• **Textauszug**:

----

Die duale Hemmung der Thrombozytenaggregation ist ein fester
Bestandteil der Behandlung des akuten Herzinfarkts mit und ohne Hebung der
ST-Strecke im EKG (STEMI/NSTEMI). Als Kombinationspartner von ASS stehen
Clopidogrel (CLO), Prasugrel (PRA) und Ticagrelor (TIC) zur Verfügung. In
vielen Studien wurden Effektivität und Blutungshäufigkeit bei Therapie mit diesen
Wirkstoffen untersucht (1-4). Daraus ergab sich - vorläufig - deren Stellenwert,
der auch in die Leitlinien eingearbeitet wurde (z.B. 5). Es fehlen jedoch
Bestätigungen, vor allem aber Untersuchungen von Untergruppen und Behandlungsabläufen.
Zum Beispiel ist bisher nicht geklärt, ob Wirkung und Blutungshäufigkeit vom
Intervall zwischen Therapiebeginn mit Thrombozytenaggregationshemmern (TAH) und
perkutaner koronarer Intervention (PCI) abhängig sind. Jetzt gibt es die erste Untersuchung
zu dieser Frage mit PRA (6, 7). Aber zunächst folgt eine kurze Übersicht über
die wichtigsten von uns bisher besprochenen Vergleichsstudien. Sie zeigt, dass
offenbar das Therapieintervall beim Vergleich der verschiedenen TAH nicht
berücksichtigt worden ist.

----

• **Auflistung**:
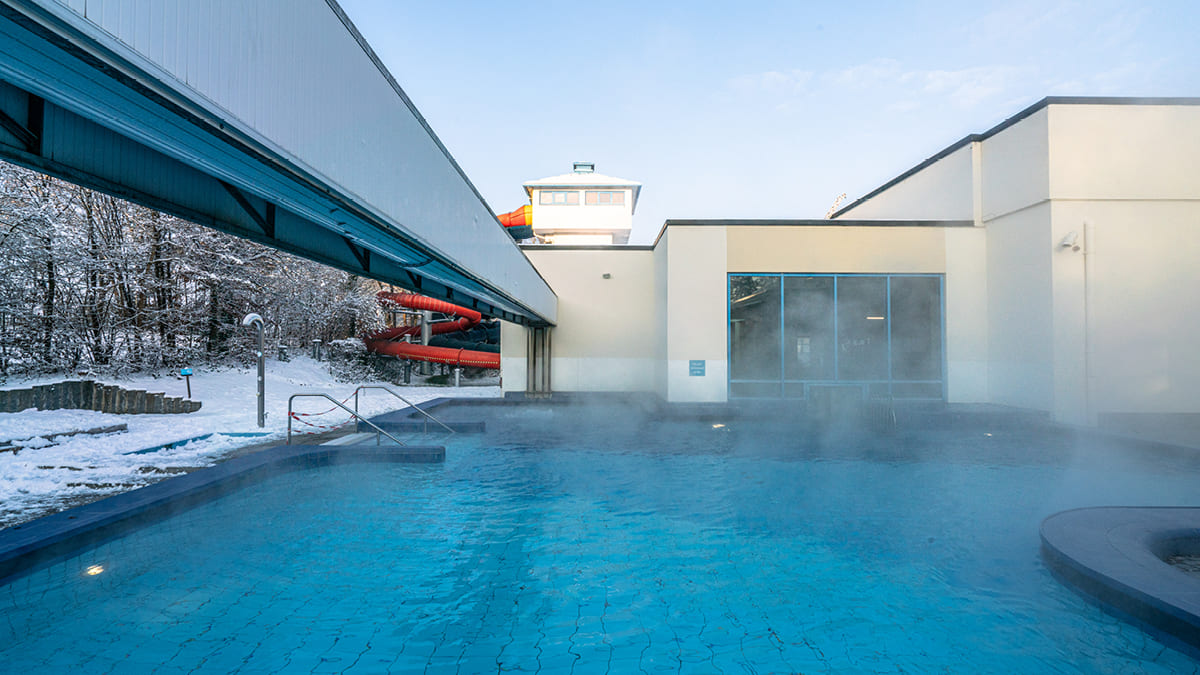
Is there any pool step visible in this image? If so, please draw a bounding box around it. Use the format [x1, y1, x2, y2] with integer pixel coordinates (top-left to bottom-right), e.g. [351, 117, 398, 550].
[358, 416, 487, 434]
[322, 432, 446, 464]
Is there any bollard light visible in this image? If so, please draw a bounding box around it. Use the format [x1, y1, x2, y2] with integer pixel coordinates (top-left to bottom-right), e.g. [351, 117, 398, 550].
[241, 313, 266, 429]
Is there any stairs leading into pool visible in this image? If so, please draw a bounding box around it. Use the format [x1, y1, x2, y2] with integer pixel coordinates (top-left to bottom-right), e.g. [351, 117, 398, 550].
[322, 431, 446, 464]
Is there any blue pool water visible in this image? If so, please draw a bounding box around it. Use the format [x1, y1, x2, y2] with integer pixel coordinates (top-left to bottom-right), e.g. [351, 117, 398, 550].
[0, 401, 1200, 674]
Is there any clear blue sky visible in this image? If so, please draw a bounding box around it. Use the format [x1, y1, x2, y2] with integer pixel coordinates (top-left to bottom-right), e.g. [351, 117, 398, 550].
[341, 0, 1200, 243]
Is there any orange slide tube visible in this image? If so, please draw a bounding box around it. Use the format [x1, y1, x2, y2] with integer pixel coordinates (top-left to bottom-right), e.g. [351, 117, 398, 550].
[362, 291, 500, 370]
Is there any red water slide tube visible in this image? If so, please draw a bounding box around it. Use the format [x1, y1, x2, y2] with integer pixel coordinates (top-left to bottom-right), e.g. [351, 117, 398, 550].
[362, 291, 500, 370]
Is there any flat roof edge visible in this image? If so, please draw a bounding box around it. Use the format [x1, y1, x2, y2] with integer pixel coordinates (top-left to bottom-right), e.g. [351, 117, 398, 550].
[520, 244, 654, 251]
[829, 96, 1200, 219]
[650, 219, 974, 249]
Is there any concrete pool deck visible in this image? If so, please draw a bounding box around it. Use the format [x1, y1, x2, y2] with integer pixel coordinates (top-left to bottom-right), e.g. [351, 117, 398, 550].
[0, 442, 445, 585]
[1042, 507, 1200, 653]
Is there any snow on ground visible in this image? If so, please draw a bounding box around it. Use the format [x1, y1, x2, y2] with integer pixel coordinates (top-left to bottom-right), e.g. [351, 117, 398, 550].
[0, 356, 500, 527]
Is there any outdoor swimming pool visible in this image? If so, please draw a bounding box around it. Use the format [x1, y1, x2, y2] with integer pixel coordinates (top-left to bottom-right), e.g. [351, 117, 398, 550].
[0, 407, 1200, 673]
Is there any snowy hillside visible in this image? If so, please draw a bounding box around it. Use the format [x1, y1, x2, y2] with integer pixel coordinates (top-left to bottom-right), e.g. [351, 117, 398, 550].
[0, 357, 500, 527]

----

• **Aufgabenstellung**:
A – Worauf beruht laut dem Text über die duale Thrombozytenaggregationshemmung der bisherige Stellenwert von Clopidogrel, Prasugrel und Ticagrelor?
B – Geben Sie im Text über die duale Thrombozytenaggregationshemmung alles von „Die duale Hemmung“ bis hinunter zu „Untergruppen und Behandlungsabläufen.“ wieder und ersetzen Sie dabei „Leitlinien“ durch „Empfehlungen“.
C – Wie könnte der Text über die duale Thrombozytenaggregationshemmung nach seinem letzten Satz weitergehen? Schreiben Sie die Fortsetzung.

• **Erwartete Antworten**:
A – Er ergab sich aus vielen Studien, in denen Effektivität und Blutungshäufigkeit bei der Therapie mit diesen Wirkstoffen untersucht wurden. Dieser Stellenwert gilt als vorläufig und wurde auch in die Leitlinien eingearbeitet.

B –
Die duale Hemmung der Thrombozytenaggregation ist ein fester
Bestandteil der Behandlung des akuten Herzinfarkts mit und ohne Hebung der
ST-Strecke im EKG (STEMI/NSTEMI). Als Kombinationspartner von ASS stehen
Clopidogrel (CLO), Prasugrel (PRA) und Ticagrelor (TIC) zur Verfügung. In
vielen Studien wurden Effektivität und Blutungshäufigkeit bei Therapie mit diesen
Wirkstoffen untersucht (1-4). Daraus ergab sich - vorläufig - deren Stellenwert,
der auch in die Empfehlungen eingearbeitet wurde (z.B. 5). Es fehlen jedoch
Bestätigungen, vor allem aber Untersuchungen von Untergruppen und Behandlungsabläufen.

C –
Die Überlegenheit der Kombination von CLO plus ASS im
Vergleich mit ASS allein wurde in der CURE-Studie überzeugend gezeigt (1). Zehn
Tage vor der Intervention (!) wurde eine Loading dose CLO von 300 mg
gegeben dann 75 mg/d als Dauertherapie. Der kombinierte Endpunkt (Infarkt,
akute Revaskularisation, kardiovaskulärer Tod) wurde während der acht folgenden
Monate signifikant seltener erreicht (CLO plus ASS: 6% vs. ASS: 8%).
Blutungen waren nicht häufiger.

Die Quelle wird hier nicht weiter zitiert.